Repeat all of the following records word for word, changing nothing.
====
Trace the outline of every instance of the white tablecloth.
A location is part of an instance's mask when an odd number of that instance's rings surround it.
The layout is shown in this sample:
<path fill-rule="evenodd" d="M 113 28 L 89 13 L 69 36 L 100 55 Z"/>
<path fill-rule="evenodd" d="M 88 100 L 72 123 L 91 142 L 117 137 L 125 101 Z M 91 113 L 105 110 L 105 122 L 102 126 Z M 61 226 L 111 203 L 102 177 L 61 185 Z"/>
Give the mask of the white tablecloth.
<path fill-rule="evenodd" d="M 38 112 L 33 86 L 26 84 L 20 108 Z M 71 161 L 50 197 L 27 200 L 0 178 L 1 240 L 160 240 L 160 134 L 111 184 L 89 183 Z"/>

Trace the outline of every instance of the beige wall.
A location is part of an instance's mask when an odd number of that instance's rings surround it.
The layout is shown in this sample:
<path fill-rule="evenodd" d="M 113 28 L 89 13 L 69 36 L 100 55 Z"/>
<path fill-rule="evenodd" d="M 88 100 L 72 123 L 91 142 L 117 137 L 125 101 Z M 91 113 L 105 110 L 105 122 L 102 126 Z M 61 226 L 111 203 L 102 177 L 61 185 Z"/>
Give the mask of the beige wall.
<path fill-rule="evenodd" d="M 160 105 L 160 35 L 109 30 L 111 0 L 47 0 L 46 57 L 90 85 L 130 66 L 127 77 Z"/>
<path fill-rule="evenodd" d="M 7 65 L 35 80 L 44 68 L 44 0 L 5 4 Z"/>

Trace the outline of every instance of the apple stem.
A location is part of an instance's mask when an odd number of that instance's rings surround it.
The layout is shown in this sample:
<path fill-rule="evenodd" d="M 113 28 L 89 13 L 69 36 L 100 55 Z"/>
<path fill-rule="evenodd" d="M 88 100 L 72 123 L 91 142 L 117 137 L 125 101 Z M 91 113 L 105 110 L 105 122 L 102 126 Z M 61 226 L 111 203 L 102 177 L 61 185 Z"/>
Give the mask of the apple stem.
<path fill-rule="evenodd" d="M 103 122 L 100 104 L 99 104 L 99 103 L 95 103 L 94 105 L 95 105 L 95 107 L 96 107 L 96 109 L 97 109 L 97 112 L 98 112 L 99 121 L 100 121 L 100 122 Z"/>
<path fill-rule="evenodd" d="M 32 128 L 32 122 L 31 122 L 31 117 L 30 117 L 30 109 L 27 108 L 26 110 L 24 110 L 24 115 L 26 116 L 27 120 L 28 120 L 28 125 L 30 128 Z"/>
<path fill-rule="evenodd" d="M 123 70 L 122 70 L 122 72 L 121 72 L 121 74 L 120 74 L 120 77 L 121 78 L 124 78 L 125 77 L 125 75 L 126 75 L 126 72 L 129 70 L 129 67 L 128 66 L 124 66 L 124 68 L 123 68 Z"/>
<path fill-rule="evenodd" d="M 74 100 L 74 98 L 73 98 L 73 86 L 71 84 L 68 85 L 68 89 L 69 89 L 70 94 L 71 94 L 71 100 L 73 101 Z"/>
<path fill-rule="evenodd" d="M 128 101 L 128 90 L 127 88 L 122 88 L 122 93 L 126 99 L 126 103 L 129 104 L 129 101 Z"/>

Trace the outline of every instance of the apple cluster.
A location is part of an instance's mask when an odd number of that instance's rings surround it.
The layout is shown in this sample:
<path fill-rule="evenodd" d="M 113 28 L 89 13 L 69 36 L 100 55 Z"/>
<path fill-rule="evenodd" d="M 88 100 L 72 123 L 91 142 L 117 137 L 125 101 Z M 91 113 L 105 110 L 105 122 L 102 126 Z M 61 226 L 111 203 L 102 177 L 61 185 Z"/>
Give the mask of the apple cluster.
====
◆ **The reply**
Trace the outline of every instance of the white tablecloth.
A location is part of an instance's mask when an odd number of that instance's rings surround it.
The layout is shown in this sample:
<path fill-rule="evenodd" d="M 113 28 L 89 13 L 69 36 L 100 55 Z"/>
<path fill-rule="evenodd" d="M 88 100 L 72 123 L 91 142 L 117 137 L 125 101 Z M 91 113 L 105 110 L 105 122 L 102 126 Z M 61 226 L 111 203 L 102 177 L 61 185 Z"/>
Give the mask of the white tablecloth.
<path fill-rule="evenodd" d="M 38 112 L 33 86 L 26 84 L 20 108 Z M 71 161 L 50 197 L 27 200 L 0 178 L 1 240 L 160 240 L 160 134 L 111 184 L 89 183 Z"/>

Trace the outline of every instance of the beige wall.
A location is part of an instance's mask when an odd number of that instance's rings surround it.
The layout is shown in this sample:
<path fill-rule="evenodd" d="M 113 28 L 89 13 L 69 36 L 100 55 Z"/>
<path fill-rule="evenodd" d="M 88 100 L 72 123 L 91 142 L 117 137 L 125 101 Z M 91 113 L 105 110 L 105 122 L 102 126 Z M 61 226 L 111 203 L 102 177 L 61 185 Z"/>
Give the mask of the beige wall.
<path fill-rule="evenodd" d="M 160 105 L 160 35 L 109 30 L 111 0 L 47 0 L 46 57 L 90 85 L 130 66 L 127 77 Z"/>
<path fill-rule="evenodd" d="M 7 65 L 35 80 L 44 68 L 44 0 L 5 4 Z"/>

Trace the outline of every instance of the apple stem.
A location is part of an instance's mask when an odd number of that instance's rings surround it.
The layout is shown in this sample:
<path fill-rule="evenodd" d="M 113 28 L 89 13 L 69 36 L 100 55 Z"/>
<path fill-rule="evenodd" d="M 88 100 L 72 123 L 91 142 L 117 137 L 125 101 Z M 91 113 L 105 110 L 105 122 L 102 126 Z M 61 226 L 111 203 L 102 177 L 61 185 Z"/>
Give the mask of the apple stem.
<path fill-rule="evenodd" d="M 103 122 L 100 104 L 99 104 L 99 103 L 95 103 L 94 105 L 95 105 L 95 107 L 96 107 L 96 109 L 97 109 L 97 112 L 98 112 L 99 121 L 100 121 L 100 122 Z"/>
<path fill-rule="evenodd" d="M 32 128 L 32 122 L 31 122 L 31 117 L 30 117 L 30 109 L 27 108 L 26 110 L 24 110 L 24 115 L 26 116 L 27 120 L 28 120 L 28 125 L 30 128 Z"/>
<path fill-rule="evenodd" d="M 123 70 L 122 70 L 122 72 L 121 72 L 121 74 L 120 74 L 120 77 L 121 78 L 124 78 L 125 77 L 125 75 L 126 75 L 126 72 L 129 70 L 129 67 L 128 66 L 124 66 L 124 68 L 123 68 Z"/>
<path fill-rule="evenodd" d="M 74 100 L 74 98 L 73 98 L 73 86 L 71 84 L 68 85 L 68 89 L 69 89 L 70 94 L 71 94 L 71 100 L 73 101 Z"/>
<path fill-rule="evenodd" d="M 128 101 L 128 90 L 127 88 L 122 88 L 122 93 L 126 99 L 126 103 L 129 104 L 129 101 Z"/>

Trace the outline of every instance of the apple cluster.
A location is part of an instance's mask when an odd number of that instance's rings surround it.
The layout is shown in this sample:
<path fill-rule="evenodd" d="M 113 28 L 89 13 L 69 36 L 100 55 Z"/>
<path fill-rule="evenodd" d="M 88 100 L 72 123 L 91 142 L 117 137 L 125 101 Z M 91 113 L 105 110 L 105 122 L 102 126 Z M 61 226 L 111 203 L 102 177 L 61 185 Z"/>
Give the mask of the apple cluster.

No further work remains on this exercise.